[[ Provided records open ]]

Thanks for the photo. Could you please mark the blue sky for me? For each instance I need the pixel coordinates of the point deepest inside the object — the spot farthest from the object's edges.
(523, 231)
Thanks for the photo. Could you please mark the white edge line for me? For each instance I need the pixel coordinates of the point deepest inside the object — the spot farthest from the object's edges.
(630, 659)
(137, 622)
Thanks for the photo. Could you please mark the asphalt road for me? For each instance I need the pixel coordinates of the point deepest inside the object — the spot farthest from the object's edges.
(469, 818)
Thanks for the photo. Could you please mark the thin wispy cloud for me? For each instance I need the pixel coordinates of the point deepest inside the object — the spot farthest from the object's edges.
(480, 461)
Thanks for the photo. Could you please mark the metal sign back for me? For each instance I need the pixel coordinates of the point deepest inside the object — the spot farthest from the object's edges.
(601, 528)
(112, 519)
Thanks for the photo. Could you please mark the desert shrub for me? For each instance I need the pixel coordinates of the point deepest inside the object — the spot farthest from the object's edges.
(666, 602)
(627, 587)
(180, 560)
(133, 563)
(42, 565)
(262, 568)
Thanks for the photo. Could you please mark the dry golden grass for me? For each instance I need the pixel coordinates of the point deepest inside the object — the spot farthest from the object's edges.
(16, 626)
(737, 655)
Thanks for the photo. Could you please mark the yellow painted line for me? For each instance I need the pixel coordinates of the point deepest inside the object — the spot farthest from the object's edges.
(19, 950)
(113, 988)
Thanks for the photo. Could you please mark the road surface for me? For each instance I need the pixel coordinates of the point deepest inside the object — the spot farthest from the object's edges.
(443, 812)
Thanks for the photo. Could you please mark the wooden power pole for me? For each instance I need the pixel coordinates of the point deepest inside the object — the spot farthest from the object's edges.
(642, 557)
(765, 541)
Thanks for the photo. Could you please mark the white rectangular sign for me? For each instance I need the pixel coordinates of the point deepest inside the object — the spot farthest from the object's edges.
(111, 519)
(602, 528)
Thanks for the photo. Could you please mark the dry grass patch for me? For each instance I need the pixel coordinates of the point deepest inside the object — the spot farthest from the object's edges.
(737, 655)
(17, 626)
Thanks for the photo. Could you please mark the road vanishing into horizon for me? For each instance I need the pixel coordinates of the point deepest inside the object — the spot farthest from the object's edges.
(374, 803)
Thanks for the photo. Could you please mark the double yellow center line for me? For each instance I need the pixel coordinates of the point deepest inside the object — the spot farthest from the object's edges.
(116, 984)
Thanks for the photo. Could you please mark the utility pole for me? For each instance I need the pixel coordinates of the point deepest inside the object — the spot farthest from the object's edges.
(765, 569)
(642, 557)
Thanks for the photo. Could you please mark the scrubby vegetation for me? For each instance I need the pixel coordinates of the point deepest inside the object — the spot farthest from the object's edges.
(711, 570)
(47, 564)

[[ Provided records closed ]]

- Work item
Starting at the line that contains "Thanks for the photo. Could you please mark the utility", return every line through the last one above, exactly as written.

- Reply
Thanks for the photo. Could you please mark the utility pole for me? For each instance I need the pixel coordinates of the point deepest inside the object — the spot farthest from the object's edges.
(765, 569)
(642, 557)
Thanks for the photo. Could you please mark the scrubby vegetation for me? For each instance I need the pixel coordinates of the point deepest inside the object — the spot farthest from the object's edges.
(711, 570)
(47, 564)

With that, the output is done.